Your goal: The result should be an exact copy of the lines from the one with "Provide the position" through the last line of the data below, both included.

Material for the task:
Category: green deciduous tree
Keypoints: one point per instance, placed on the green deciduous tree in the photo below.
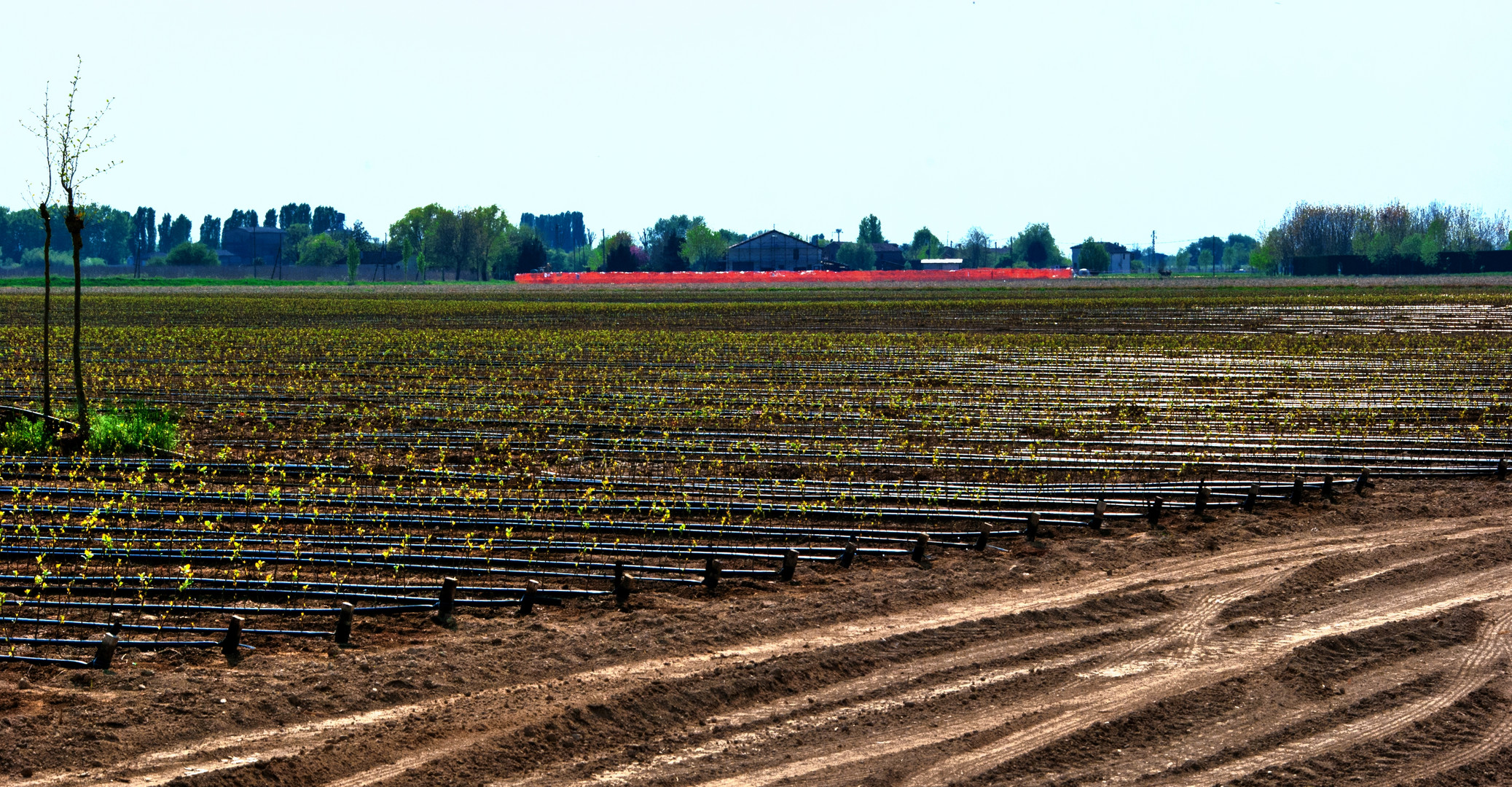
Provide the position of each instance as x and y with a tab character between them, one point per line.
321	250
1261	262
354	259
198	254
870	230
1094	257
664	241
924	246
976	248
211	232
856	257
619	253
1035	247
703	248
74	141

Exercise result:
Provide the position of each instance as x and y with a tab character between them, one point per line.
321	250
1261	262
354	259
198	254
870	230
1094	257
664	241
924	246
976	248
211	232
856	257
619	253
1035	247
703	248
74	141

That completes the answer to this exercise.